### TASK INSTRUCTIONS
Starting with the line that contains "lion head, each" and going on through the end of the records, write those lines out again with "lion head" replaced by "lion's head" and nothing else altered.

•••

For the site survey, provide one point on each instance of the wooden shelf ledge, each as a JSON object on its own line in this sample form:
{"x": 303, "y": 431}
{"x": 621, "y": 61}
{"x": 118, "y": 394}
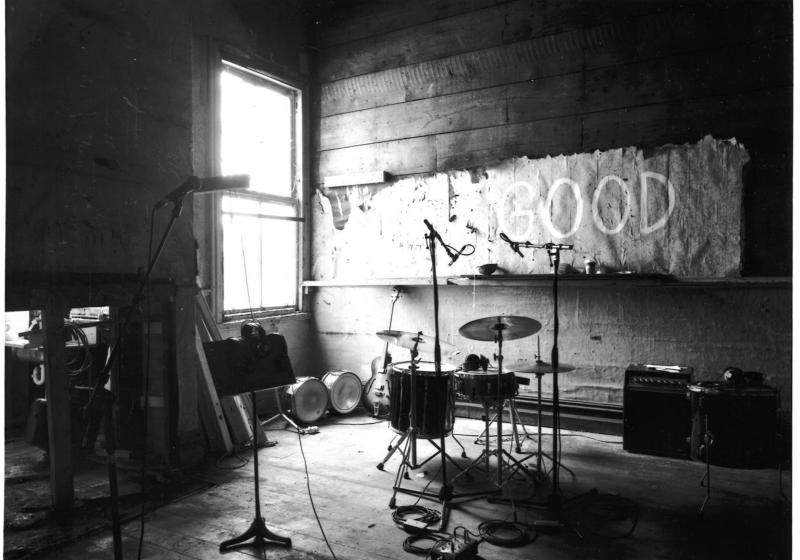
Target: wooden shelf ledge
{"x": 582, "y": 280}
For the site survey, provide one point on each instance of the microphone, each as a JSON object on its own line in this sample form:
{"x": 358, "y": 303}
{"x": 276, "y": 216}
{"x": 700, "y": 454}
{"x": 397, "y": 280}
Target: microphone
{"x": 514, "y": 244}
{"x": 559, "y": 246}
{"x": 205, "y": 185}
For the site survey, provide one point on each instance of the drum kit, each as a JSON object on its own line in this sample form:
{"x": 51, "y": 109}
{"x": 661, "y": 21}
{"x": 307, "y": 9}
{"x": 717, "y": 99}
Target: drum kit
{"x": 422, "y": 400}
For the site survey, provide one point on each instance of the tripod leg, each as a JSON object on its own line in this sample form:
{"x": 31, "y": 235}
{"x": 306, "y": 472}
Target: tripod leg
{"x": 392, "y": 450}
{"x": 463, "y": 451}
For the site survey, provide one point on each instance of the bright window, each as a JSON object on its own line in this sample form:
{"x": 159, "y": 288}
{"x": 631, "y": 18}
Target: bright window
{"x": 260, "y": 227}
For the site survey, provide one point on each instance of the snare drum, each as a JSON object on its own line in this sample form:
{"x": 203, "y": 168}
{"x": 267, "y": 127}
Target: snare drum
{"x": 344, "y": 390}
{"x": 306, "y": 399}
{"x": 433, "y": 397}
{"x": 741, "y": 422}
{"x": 480, "y": 386}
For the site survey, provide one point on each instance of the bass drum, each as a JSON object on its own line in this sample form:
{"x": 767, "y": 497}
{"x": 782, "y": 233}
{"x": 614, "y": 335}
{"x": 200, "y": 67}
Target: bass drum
{"x": 481, "y": 386}
{"x": 306, "y": 399}
{"x": 344, "y": 390}
{"x": 741, "y": 423}
{"x": 433, "y": 397}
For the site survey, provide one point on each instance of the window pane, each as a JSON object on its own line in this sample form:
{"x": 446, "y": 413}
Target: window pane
{"x": 279, "y": 263}
{"x": 245, "y": 205}
{"x": 256, "y": 132}
{"x": 259, "y": 262}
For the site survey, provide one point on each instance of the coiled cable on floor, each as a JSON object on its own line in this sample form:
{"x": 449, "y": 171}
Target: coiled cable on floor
{"x": 607, "y": 516}
{"x": 434, "y": 538}
{"x": 402, "y": 514}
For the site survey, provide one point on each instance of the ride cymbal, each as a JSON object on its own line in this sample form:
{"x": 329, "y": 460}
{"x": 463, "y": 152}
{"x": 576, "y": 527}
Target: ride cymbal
{"x": 424, "y": 343}
{"x": 511, "y": 326}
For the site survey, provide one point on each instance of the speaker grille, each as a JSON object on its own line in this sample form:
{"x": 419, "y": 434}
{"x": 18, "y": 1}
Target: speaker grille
{"x": 657, "y": 416}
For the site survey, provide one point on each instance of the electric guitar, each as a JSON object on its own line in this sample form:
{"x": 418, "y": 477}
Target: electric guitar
{"x": 375, "y": 396}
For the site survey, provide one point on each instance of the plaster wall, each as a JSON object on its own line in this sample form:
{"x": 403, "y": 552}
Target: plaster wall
{"x": 601, "y": 330}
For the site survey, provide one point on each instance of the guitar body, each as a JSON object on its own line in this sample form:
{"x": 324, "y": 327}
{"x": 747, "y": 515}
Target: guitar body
{"x": 375, "y": 396}
{"x": 376, "y": 392}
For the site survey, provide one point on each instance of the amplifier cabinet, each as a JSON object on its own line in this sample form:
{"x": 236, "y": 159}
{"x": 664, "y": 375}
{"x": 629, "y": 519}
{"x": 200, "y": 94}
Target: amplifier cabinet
{"x": 657, "y": 416}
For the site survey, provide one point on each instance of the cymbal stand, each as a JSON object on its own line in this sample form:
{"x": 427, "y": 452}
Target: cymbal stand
{"x": 555, "y": 501}
{"x": 409, "y": 436}
{"x": 281, "y": 414}
{"x": 539, "y": 453}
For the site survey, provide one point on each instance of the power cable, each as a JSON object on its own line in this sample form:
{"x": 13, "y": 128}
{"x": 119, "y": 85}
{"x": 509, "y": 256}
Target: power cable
{"x": 310, "y": 497}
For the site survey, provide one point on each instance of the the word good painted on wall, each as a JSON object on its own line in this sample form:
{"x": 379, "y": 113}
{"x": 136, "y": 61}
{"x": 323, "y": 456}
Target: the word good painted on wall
{"x": 603, "y": 196}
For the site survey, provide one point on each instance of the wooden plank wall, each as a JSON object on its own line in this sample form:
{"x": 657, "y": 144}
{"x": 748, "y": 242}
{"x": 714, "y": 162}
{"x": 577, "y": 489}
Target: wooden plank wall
{"x": 431, "y": 85}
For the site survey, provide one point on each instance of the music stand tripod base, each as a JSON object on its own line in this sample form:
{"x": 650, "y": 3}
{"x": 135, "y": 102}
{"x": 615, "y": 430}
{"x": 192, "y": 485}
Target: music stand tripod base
{"x": 258, "y": 530}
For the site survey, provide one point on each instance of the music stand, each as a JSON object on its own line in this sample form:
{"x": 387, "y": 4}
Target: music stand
{"x": 101, "y": 404}
{"x": 246, "y": 365}
{"x": 445, "y": 494}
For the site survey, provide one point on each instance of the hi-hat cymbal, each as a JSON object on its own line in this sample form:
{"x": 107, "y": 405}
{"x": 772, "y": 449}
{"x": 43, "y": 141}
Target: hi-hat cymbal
{"x": 424, "y": 343}
{"x": 540, "y": 368}
{"x": 512, "y": 327}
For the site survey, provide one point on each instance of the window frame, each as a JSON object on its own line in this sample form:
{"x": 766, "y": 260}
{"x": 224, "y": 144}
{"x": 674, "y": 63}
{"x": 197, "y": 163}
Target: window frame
{"x": 297, "y": 197}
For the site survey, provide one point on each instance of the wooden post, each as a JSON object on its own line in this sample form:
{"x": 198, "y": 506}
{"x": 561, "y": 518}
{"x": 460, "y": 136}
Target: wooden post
{"x": 58, "y": 406}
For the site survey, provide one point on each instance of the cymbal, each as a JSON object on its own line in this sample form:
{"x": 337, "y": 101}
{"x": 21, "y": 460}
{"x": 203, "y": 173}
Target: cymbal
{"x": 512, "y": 327}
{"x": 541, "y": 368}
{"x": 423, "y": 342}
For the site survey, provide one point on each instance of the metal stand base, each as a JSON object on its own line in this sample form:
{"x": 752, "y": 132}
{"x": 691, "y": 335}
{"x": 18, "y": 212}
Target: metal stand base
{"x": 259, "y": 533}
{"x": 258, "y": 530}
{"x": 504, "y": 458}
{"x": 393, "y": 447}
{"x": 280, "y": 414}
{"x": 539, "y": 454}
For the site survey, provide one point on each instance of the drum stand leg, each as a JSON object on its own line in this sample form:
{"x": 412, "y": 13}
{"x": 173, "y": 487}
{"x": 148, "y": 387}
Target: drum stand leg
{"x": 280, "y": 414}
{"x": 515, "y": 431}
{"x": 258, "y": 530}
{"x": 503, "y": 456}
{"x": 708, "y": 442}
{"x": 539, "y": 453}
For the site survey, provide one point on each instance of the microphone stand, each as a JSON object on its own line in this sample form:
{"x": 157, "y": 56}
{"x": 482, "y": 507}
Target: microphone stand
{"x": 100, "y": 406}
{"x": 445, "y": 495}
{"x": 555, "y": 500}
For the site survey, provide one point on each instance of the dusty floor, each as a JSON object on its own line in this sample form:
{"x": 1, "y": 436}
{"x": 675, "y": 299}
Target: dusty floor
{"x": 644, "y": 506}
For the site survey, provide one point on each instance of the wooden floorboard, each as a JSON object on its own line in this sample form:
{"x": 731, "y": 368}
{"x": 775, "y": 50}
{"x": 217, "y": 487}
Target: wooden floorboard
{"x": 746, "y": 516}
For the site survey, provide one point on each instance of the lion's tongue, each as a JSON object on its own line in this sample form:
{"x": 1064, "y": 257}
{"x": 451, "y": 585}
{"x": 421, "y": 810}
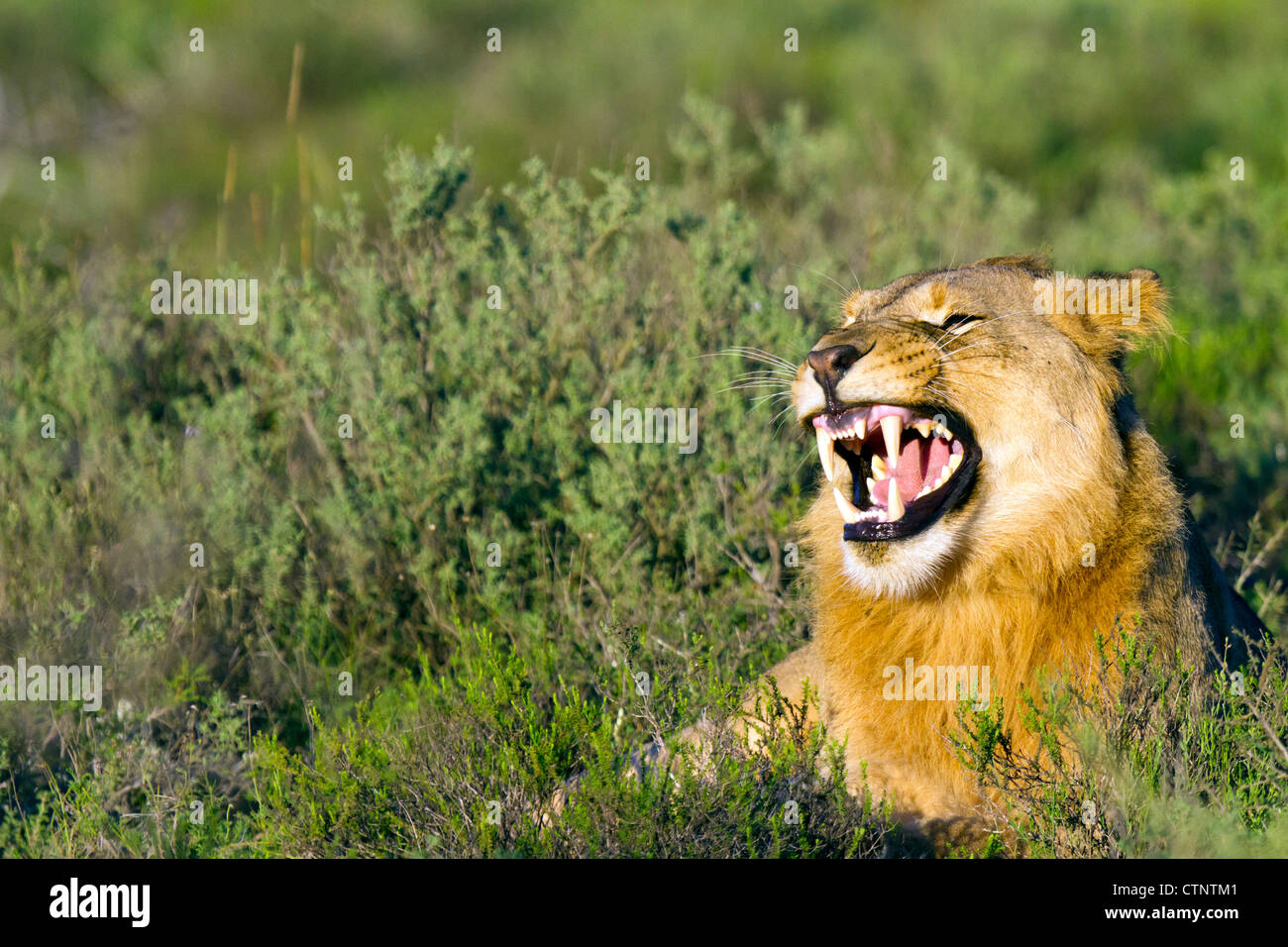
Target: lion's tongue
{"x": 918, "y": 462}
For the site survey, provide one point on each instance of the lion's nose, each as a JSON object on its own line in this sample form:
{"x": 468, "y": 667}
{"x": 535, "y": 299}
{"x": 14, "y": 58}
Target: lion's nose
{"x": 829, "y": 364}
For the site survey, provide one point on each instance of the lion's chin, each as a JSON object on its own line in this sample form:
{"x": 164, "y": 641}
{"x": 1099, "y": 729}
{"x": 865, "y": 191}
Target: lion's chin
{"x": 906, "y": 570}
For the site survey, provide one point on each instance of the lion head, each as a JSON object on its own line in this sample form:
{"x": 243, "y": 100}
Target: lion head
{"x": 969, "y": 419}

•••

### OUTPUT FOR THIS EXERCISE
For the site survey, provide one point on each instance of the lion's head, each as a JSON object on its own line in this sample form:
{"x": 243, "y": 100}
Target: lion's head
{"x": 969, "y": 419}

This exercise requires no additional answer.